Records from a data collection:
┄┄┄┄┄┄┄┄┄┄

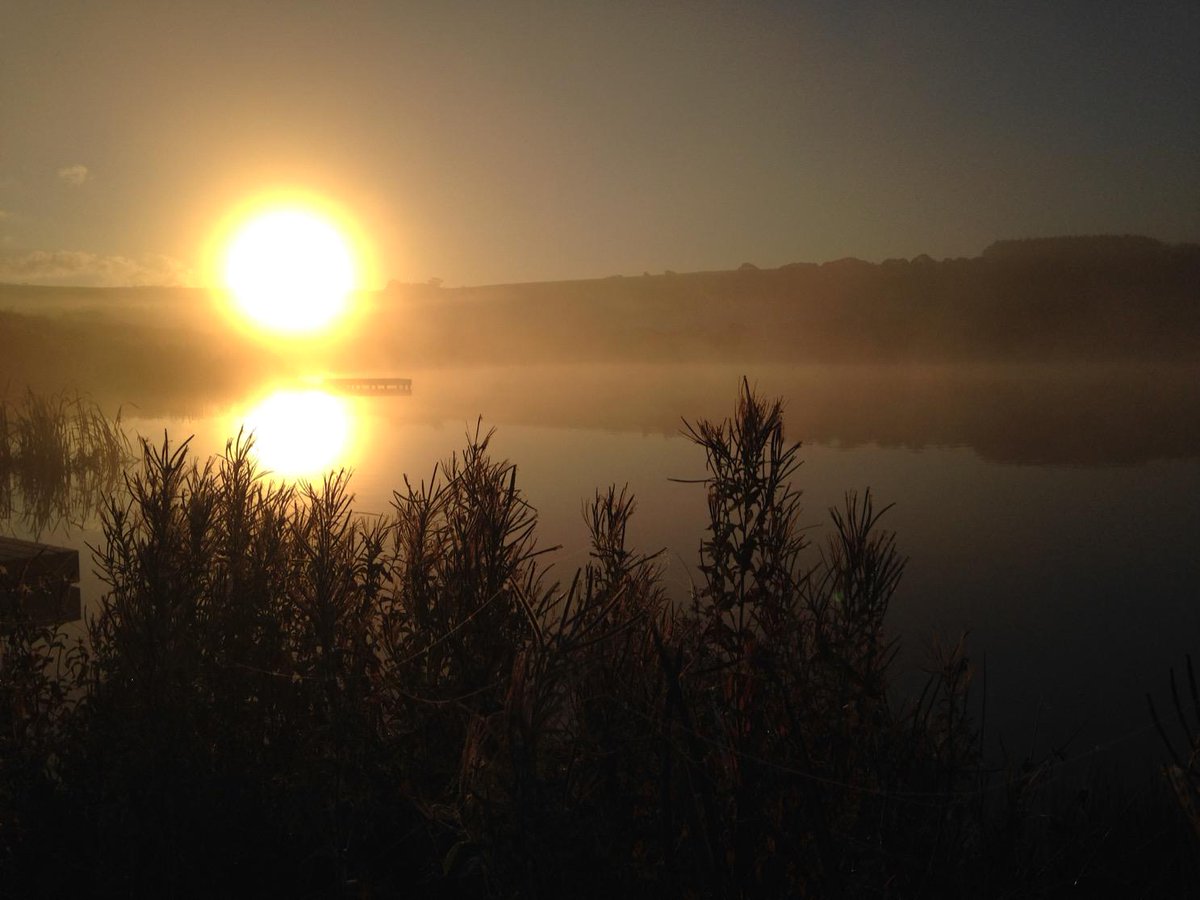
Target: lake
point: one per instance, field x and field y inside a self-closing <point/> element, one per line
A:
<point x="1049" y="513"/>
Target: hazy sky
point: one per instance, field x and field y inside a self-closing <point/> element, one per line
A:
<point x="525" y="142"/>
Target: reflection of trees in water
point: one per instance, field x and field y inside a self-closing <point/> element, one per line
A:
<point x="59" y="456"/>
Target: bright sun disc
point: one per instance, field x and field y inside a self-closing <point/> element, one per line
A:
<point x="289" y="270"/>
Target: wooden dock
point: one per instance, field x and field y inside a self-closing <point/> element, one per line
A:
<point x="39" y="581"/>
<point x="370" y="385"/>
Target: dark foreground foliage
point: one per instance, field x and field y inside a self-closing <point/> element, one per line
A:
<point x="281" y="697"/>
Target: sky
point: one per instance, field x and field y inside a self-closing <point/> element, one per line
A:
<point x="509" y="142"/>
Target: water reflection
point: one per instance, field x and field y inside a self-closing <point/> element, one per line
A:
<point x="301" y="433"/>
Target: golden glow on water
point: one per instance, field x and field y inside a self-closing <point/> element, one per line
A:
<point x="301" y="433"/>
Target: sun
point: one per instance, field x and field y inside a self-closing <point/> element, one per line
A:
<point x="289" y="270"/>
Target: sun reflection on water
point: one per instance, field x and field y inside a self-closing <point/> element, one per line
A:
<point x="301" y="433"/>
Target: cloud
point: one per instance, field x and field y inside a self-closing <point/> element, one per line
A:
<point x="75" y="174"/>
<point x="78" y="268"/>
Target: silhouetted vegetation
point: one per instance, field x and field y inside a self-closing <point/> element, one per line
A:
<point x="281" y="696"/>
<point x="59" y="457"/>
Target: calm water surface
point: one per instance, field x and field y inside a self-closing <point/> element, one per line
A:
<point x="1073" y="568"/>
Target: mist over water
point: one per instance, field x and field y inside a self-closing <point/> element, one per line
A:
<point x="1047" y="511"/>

┄┄┄┄┄┄┄┄┄┄

Directions for this task =
Collect each line above holding the string "water".

Solution =
Target: reflection of trees in water
Target: water reflection
Target: golden glow on water
Target: sun reflection on water
Target: calm water surface
Target: mist over water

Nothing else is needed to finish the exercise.